* Source passage *

* * * *

The Problem With Restructuring

Debt restructuring is a viable option that would allow the Greek government to continue operating, but it’s a very unlikely scenario.

Given the history of Greece’s financial problems, creditors are unwilling to assist in a restructuring because they fear it would only cause Greece to make the same mistakes again.

They believe it would create an increase in spending, and wipe out any of the much needed leverage to force the reforms that are needed. The economic situation in Greece is dire, and any concession by the lending authorities is believed to create an atmosphere of fiscal irresponsibility.

Downsize Future Liabilities

Since many believe that Greece can’t address it’s economic problems, the solution from creditors seems to be to reduce the total future liabilities. This way, when the inevitable shoe drops, creditors can better shield themselves from the aftermath. Creditors are asking for additional surpluses, and they want Athens to cut spending on items like pensions and other easily downsized options. If Greek agrees to these conditions, the creditors are willing to extend additional credit to help with a financial restructuring.

* * * *

* Exercise directions *
Please list each thing the passage on Greek debt says creditors are asking of Greece.

* Material *
* * * *

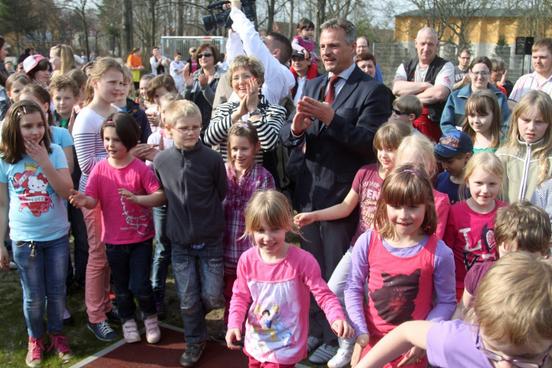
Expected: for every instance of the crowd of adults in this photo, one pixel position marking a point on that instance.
(316, 109)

* * * *

* Expected answer *
- Additional surpluses
- Cuts in spending on pensions
- Cuts in spending on other easily downsized options